INSTRUÇÕES>
1. No trecho sobre Guarabira, que apelido o povo dá à cidade?
2. Passe para o inglês a seguinte frase do trecho sobre Guarabira: "No centro da cidade, o comércio tradicional do Mercado Municipal agoniza a olhos vistos com suas barracas abandonadas e ausência de clientes."

TRECHO DO TEXTO>
········
Guarabira é uma cidade da Paraíba, a 98 quilômetros da capital, João Pessoa. Tem cerca de 60 mil habitantes. Para os geógrafos, fica no agreste. Já o povo a chama de Rainha do Brejo, porque chove com regularidade e há bastante água. O enorme sapo que vi saltitando alegremente pelos corredores da Universidade Estadual da Paraíba e o verde dos campos me inclinaram para a opinião do povo.
Ao chegar já se vê a casa do homem mais rico da cidade, localizada bem no alto de um morro e que pode ser avistada de todo lado. Aqui embaixo ele também está presente: é a criação de aves, base da economia do município, é o posto de gasolina e muita coisa mais.
No centro da cidade, o comércio tradicional do Mercado Municipal agoniza a olhos vistos com suas barracas abandonadas e ausência de clientes. É que agora o povo prefere ir no shopping, me ensina um experiente motorista de táxi. E o shopping pertence a quem? Isso: ao homem mais rico da cidade. Tem até cinema, sempre cheio segundo meu guia.
········
DADOS BRUTOS>
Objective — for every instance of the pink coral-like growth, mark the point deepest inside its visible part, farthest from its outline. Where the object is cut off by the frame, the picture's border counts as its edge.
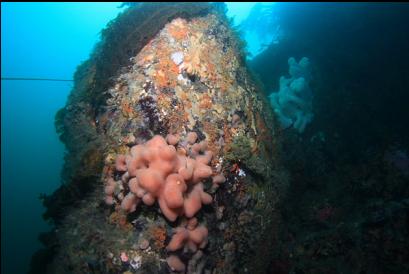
(157, 170)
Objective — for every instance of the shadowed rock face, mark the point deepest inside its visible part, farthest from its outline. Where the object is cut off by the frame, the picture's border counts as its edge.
(189, 76)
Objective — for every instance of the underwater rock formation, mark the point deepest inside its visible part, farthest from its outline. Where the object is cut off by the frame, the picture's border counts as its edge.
(172, 163)
(293, 102)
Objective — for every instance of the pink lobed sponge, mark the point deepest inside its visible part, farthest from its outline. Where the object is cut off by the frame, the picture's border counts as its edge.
(189, 235)
(160, 171)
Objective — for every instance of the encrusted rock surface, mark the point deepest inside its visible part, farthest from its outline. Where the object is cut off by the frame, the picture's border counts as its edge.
(190, 76)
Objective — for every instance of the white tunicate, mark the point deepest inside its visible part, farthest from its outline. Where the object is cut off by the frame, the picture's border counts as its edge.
(293, 102)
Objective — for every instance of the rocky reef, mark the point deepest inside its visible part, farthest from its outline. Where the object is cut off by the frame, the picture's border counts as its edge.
(172, 162)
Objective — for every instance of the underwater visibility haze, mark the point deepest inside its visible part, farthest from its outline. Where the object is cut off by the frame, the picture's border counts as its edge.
(205, 138)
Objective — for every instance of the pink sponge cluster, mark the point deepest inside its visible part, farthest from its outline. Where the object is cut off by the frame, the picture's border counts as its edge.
(168, 171)
(190, 236)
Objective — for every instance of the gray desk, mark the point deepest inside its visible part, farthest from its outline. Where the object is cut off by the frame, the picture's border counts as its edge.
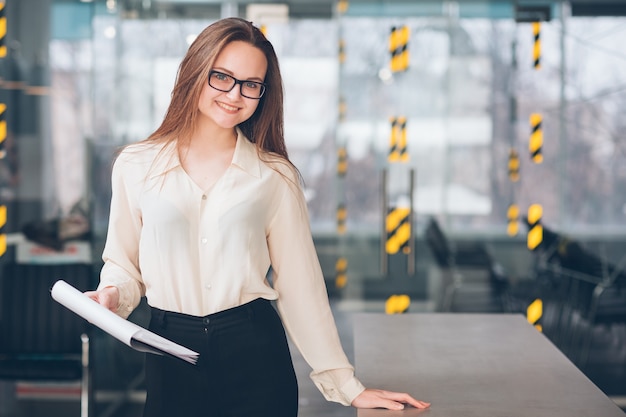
(483, 365)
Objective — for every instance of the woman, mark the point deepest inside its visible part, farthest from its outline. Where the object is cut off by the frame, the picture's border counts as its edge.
(200, 212)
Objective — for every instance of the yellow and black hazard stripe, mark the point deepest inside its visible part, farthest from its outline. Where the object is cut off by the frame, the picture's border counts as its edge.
(342, 215)
(342, 161)
(398, 48)
(3, 129)
(534, 312)
(512, 215)
(535, 145)
(3, 29)
(513, 165)
(398, 227)
(3, 235)
(397, 304)
(341, 272)
(536, 45)
(535, 229)
(397, 140)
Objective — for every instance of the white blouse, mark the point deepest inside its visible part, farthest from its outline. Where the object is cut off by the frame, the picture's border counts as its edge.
(198, 251)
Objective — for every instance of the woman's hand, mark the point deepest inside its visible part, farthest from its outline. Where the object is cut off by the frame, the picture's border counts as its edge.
(376, 398)
(108, 297)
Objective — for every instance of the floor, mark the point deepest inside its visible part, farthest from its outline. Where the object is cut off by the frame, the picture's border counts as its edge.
(606, 367)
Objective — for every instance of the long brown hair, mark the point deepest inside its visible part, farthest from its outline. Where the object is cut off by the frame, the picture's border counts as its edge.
(265, 127)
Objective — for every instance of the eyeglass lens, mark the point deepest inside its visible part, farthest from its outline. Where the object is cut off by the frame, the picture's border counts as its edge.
(225, 82)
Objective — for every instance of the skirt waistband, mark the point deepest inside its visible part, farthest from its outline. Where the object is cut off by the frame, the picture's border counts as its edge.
(244, 311)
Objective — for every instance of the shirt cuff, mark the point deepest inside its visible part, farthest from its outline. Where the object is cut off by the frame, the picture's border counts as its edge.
(328, 384)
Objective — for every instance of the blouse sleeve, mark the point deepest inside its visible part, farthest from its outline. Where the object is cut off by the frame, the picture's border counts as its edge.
(121, 250)
(303, 300)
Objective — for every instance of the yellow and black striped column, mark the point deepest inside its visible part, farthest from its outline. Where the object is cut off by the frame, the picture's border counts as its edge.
(342, 51)
(398, 48)
(342, 6)
(3, 129)
(513, 165)
(3, 29)
(397, 304)
(536, 45)
(3, 235)
(342, 161)
(341, 272)
(398, 140)
(3, 126)
(512, 215)
(535, 144)
(534, 312)
(342, 215)
(535, 229)
(398, 228)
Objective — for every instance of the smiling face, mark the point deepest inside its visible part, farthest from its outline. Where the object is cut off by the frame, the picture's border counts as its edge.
(228, 109)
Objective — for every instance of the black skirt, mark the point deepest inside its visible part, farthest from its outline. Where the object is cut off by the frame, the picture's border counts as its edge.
(244, 368)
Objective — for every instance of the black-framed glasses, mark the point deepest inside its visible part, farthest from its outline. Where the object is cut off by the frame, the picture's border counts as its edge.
(224, 82)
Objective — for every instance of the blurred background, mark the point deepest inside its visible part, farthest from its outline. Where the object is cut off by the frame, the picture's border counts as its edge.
(459, 156)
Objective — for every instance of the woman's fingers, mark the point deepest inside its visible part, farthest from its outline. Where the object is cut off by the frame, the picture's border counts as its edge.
(373, 398)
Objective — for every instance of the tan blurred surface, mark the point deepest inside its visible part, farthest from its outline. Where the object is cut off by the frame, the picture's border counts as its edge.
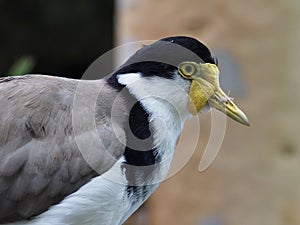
(255, 178)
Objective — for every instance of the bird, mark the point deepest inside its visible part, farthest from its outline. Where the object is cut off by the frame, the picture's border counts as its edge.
(92, 151)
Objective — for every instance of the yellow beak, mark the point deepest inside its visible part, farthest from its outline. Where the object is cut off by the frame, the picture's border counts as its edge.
(223, 103)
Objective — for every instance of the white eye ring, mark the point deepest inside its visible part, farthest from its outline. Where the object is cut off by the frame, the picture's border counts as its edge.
(187, 70)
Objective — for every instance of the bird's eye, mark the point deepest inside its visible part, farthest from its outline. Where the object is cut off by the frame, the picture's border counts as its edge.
(187, 69)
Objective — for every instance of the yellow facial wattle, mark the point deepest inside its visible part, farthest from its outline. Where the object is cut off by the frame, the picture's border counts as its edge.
(205, 88)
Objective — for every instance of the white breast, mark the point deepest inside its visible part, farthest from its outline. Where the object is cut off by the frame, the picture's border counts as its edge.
(105, 200)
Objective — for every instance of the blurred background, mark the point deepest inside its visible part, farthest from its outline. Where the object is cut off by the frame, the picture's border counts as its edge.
(255, 178)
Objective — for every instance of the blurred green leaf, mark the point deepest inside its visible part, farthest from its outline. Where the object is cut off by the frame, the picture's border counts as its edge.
(22, 65)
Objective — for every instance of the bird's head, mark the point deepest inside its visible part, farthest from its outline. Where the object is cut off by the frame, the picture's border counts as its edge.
(162, 68)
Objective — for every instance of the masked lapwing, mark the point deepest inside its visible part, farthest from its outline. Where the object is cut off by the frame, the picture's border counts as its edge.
(91, 152)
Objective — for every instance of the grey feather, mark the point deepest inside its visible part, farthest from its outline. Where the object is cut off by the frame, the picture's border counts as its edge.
(40, 160)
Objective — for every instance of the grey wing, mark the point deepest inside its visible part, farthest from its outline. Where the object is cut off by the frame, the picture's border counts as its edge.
(42, 159)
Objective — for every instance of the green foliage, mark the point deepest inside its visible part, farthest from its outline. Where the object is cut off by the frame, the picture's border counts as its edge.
(22, 65)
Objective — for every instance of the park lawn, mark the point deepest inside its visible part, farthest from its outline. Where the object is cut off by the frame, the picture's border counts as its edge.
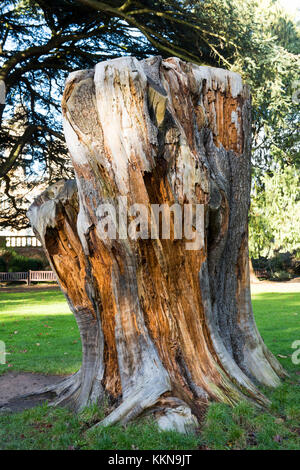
(40, 333)
(242, 427)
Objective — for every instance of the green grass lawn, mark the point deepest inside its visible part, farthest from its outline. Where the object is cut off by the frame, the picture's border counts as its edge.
(41, 336)
(40, 333)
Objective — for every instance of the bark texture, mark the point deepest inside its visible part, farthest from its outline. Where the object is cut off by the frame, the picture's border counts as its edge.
(164, 329)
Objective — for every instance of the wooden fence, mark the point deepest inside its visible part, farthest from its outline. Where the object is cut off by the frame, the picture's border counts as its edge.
(29, 276)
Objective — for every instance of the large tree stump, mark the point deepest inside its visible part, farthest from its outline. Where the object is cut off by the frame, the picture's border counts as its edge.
(164, 328)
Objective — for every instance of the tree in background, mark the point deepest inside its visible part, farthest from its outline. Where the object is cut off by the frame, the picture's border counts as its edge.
(41, 42)
(275, 213)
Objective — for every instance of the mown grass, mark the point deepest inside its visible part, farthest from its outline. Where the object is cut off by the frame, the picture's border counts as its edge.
(241, 427)
(40, 333)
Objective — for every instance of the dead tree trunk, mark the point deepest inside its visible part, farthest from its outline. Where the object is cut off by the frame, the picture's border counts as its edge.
(164, 329)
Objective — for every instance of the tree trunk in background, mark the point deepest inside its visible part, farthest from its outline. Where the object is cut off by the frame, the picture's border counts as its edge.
(253, 277)
(164, 329)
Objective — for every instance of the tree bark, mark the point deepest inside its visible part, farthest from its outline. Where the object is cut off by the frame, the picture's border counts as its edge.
(164, 329)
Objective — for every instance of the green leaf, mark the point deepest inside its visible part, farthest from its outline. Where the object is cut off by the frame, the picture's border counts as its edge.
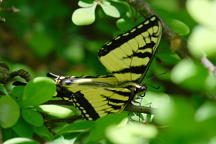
(110, 10)
(206, 111)
(20, 141)
(74, 52)
(17, 93)
(202, 42)
(57, 111)
(23, 129)
(37, 91)
(208, 14)
(101, 125)
(179, 27)
(84, 4)
(84, 16)
(78, 126)
(131, 133)
(41, 43)
(9, 111)
(32, 117)
(43, 132)
(190, 75)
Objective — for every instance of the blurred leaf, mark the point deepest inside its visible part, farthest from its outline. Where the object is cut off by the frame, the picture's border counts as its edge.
(132, 133)
(211, 85)
(17, 93)
(189, 75)
(23, 129)
(82, 3)
(84, 16)
(41, 43)
(43, 132)
(32, 117)
(37, 91)
(202, 42)
(9, 111)
(110, 10)
(57, 111)
(206, 111)
(179, 27)
(208, 14)
(162, 103)
(20, 141)
(62, 140)
(98, 132)
(168, 5)
(78, 126)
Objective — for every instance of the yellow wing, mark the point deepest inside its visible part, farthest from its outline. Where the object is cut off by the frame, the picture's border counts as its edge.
(129, 55)
(95, 97)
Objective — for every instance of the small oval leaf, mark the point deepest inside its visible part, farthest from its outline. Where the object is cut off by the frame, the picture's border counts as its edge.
(84, 16)
(85, 4)
(9, 111)
(37, 91)
(179, 27)
(32, 117)
(110, 10)
(20, 140)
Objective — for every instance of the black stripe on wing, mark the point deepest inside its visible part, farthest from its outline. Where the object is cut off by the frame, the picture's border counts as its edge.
(118, 42)
(132, 69)
(84, 106)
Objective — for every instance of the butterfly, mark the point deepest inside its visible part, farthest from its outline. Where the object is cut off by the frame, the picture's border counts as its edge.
(128, 57)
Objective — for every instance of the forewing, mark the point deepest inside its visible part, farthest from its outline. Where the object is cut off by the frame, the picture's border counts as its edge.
(95, 102)
(129, 55)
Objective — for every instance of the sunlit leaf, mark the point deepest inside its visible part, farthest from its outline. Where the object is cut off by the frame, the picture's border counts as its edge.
(82, 3)
(131, 133)
(84, 16)
(202, 42)
(110, 10)
(79, 126)
(32, 117)
(9, 111)
(57, 111)
(179, 27)
(190, 75)
(23, 129)
(208, 14)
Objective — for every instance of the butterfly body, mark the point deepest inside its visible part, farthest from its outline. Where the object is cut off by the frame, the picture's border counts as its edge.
(127, 57)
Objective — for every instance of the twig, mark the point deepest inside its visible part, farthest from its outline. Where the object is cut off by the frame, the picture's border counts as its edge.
(1, 138)
(177, 43)
(130, 107)
(140, 109)
(12, 9)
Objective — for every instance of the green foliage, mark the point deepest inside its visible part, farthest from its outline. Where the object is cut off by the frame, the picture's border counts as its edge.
(38, 91)
(86, 14)
(41, 38)
(205, 33)
(9, 111)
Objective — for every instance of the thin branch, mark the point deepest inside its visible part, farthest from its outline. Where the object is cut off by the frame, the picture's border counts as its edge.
(140, 109)
(130, 107)
(1, 138)
(12, 9)
(178, 43)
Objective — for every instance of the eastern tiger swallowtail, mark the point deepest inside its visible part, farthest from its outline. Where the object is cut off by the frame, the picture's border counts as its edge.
(127, 57)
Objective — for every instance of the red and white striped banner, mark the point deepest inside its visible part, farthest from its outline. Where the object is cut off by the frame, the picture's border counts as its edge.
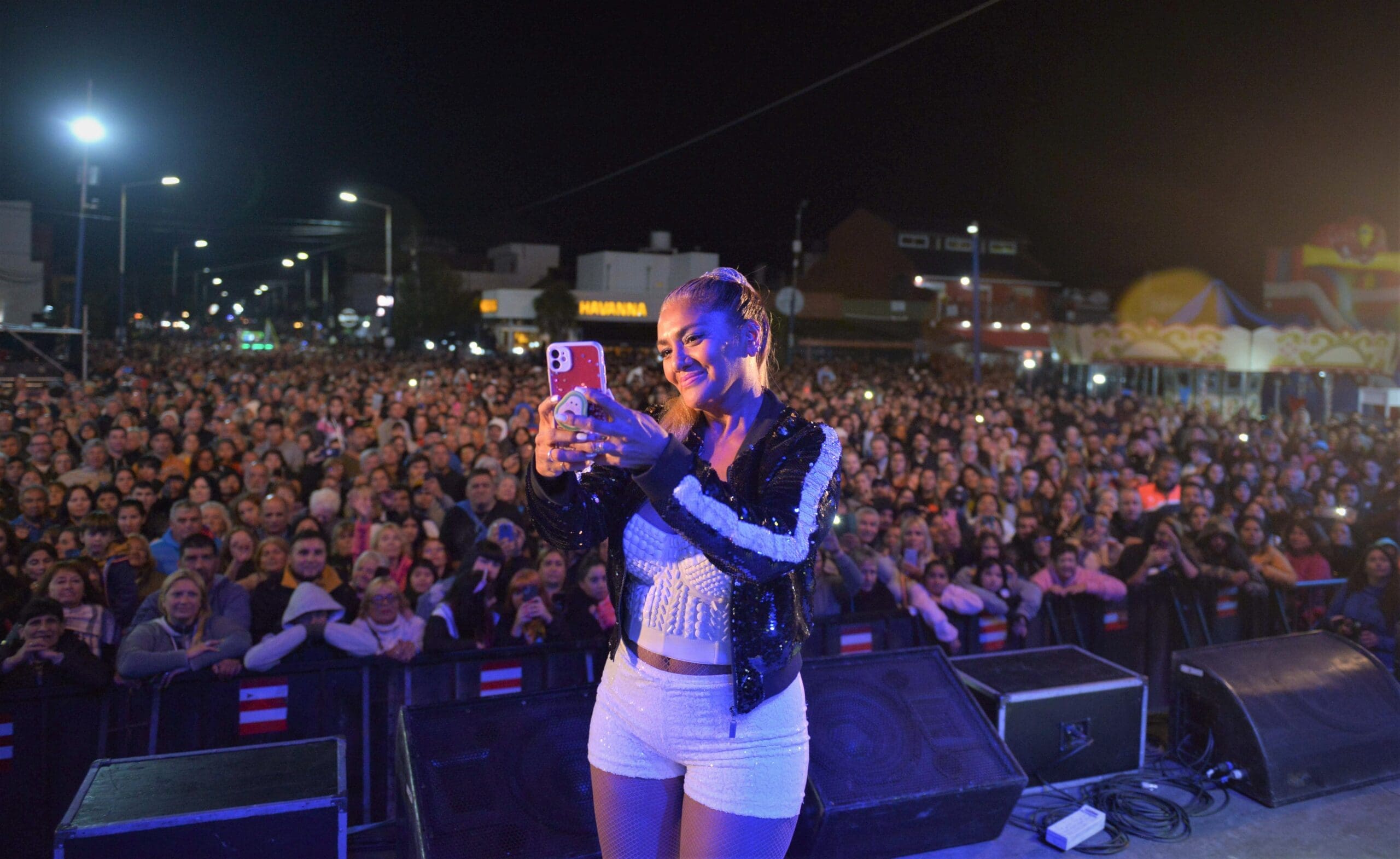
(858, 640)
(991, 632)
(6, 742)
(262, 705)
(1227, 602)
(500, 677)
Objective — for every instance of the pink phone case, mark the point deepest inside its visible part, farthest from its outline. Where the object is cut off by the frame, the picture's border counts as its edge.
(587, 372)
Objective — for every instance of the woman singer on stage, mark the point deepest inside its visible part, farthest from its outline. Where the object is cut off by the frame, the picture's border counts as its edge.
(713, 509)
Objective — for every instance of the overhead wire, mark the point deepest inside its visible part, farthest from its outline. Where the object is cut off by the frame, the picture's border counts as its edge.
(765, 108)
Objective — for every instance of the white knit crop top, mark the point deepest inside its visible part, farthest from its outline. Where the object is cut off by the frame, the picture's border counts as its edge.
(678, 602)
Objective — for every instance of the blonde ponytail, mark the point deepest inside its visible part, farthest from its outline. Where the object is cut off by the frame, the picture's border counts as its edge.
(721, 289)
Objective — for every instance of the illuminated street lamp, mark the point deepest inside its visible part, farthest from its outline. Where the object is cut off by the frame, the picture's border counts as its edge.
(121, 250)
(388, 237)
(976, 303)
(88, 129)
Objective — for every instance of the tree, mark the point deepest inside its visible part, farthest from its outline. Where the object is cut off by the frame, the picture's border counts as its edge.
(433, 306)
(556, 309)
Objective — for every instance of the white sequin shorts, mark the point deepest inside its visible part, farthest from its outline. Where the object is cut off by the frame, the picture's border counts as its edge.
(656, 725)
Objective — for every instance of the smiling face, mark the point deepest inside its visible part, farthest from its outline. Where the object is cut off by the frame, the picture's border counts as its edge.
(1379, 568)
(45, 630)
(183, 602)
(552, 571)
(68, 589)
(37, 565)
(422, 578)
(706, 353)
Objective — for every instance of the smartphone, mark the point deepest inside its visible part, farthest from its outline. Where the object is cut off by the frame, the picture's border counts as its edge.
(571, 366)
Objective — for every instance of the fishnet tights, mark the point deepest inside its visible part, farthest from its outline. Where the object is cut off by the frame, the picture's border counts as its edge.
(653, 819)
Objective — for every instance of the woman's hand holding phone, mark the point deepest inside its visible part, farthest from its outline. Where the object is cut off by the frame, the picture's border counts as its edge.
(559, 450)
(631, 439)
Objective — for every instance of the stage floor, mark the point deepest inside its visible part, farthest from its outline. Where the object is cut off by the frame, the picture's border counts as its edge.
(1356, 825)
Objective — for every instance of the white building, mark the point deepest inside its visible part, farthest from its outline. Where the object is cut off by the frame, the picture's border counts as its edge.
(21, 276)
(612, 286)
(649, 272)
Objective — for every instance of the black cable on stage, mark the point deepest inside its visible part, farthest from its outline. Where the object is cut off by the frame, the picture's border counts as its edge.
(1139, 805)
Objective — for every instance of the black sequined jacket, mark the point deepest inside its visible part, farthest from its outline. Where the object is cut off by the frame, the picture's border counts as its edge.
(761, 527)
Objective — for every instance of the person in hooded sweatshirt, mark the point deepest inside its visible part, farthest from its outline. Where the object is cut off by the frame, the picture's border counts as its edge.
(186, 637)
(311, 631)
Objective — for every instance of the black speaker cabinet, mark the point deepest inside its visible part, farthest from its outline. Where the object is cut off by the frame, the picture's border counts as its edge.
(279, 799)
(499, 777)
(903, 760)
(1301, 715)
(1069, 717)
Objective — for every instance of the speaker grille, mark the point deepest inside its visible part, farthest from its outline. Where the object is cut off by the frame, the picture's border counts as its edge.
(896, 726)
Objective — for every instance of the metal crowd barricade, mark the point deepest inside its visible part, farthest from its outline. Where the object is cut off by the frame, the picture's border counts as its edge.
(51, 736)
(48, 740)
(864, 632)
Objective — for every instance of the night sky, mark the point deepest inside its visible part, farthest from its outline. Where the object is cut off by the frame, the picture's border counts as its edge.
(1116, 136)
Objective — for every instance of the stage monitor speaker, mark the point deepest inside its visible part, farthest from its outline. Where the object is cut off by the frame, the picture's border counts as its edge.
(499, 777)
(278, 799)
(1299, 715)
(903, 760)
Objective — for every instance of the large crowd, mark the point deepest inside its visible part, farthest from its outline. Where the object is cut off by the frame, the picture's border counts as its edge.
(201, 510)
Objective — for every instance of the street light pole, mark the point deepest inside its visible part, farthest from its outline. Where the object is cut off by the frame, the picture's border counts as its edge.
(121, 271)
(121, 254)
(388, 246)
(83, 181)
(976, 303)
(797, 268)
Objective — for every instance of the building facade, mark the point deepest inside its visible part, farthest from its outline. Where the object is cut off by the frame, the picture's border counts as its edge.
(619, 293)
(21, 276)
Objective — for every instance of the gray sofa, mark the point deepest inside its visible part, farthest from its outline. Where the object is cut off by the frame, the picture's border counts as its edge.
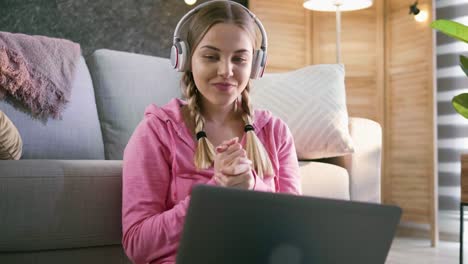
(61, 203)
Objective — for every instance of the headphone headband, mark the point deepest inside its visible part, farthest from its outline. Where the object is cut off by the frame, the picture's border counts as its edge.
(189, 14)
(180, 50)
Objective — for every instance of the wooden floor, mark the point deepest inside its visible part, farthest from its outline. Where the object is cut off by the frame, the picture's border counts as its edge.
(413, 250)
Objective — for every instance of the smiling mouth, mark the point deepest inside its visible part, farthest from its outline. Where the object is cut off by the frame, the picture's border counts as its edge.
(223, 86)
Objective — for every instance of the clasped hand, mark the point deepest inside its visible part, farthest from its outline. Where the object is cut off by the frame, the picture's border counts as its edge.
(232, 168)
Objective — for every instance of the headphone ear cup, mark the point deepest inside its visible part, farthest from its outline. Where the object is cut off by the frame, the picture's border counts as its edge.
(179, 55)
(257, 68)
(183, 57)
(174, 55)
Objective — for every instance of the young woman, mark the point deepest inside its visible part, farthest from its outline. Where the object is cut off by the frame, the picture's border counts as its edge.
(213, 137)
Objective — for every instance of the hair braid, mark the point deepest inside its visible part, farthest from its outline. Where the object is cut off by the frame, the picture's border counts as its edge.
(204, 153)
(256, 152)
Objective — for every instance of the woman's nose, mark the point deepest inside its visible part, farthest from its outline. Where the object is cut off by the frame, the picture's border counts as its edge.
(225, 68)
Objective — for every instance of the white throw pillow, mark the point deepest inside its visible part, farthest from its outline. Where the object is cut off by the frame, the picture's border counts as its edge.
(312, 102)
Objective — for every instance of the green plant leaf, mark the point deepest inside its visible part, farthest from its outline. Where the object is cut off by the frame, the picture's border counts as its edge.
(464, 64)
(460, 103)
(452, 29)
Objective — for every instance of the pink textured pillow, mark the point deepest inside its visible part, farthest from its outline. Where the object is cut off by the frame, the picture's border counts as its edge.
(11, 145)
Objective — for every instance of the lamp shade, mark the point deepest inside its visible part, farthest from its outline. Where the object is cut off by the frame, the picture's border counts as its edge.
(331, 5)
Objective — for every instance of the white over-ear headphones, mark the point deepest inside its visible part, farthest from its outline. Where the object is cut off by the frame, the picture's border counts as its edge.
(180, 51)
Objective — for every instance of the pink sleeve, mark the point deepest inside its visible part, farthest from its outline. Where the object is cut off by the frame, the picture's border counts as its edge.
(150, 229)
(288, 177)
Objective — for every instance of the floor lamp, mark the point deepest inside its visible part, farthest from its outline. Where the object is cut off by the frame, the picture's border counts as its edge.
(337, 6)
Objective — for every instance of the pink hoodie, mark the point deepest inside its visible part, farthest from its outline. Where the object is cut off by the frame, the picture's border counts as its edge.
(158, 175)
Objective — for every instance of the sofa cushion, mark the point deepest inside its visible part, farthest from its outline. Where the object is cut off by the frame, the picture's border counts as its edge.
(10, 140)
(312, 102)
(324, 180)
(125, 83)
(76, 136)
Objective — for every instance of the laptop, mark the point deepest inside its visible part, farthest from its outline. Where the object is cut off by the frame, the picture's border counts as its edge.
(225, 225)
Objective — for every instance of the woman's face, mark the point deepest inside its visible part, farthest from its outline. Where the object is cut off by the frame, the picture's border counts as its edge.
(221, 64)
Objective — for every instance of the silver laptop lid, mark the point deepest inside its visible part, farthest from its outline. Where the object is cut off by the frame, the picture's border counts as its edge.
(235, 226)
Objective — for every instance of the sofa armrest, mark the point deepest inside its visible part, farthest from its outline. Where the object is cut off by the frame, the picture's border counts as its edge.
(364, 165)
(57, 204)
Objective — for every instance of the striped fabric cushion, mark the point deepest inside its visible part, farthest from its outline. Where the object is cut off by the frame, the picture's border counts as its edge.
(312, 102)
(11, 144)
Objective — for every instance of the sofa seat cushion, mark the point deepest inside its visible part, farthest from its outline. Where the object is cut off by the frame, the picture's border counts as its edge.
(10, 140)
(324, 180)
(312, 102)
(77, 135)
(125, 84)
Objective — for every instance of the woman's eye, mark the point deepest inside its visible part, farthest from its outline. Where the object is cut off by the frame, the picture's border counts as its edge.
(239, 59)
(209, 57)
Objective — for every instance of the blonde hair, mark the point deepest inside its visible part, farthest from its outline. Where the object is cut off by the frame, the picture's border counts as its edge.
(222, 12)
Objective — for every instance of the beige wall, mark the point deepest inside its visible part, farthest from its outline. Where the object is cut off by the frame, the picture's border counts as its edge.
(389, 64)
········
AS RESPOSTAS>
1. Rainha do Brejo.

2. In the city center, the traditional trade of the Municipal Market is visibly dying, with its abandoned stalls and absence of customers.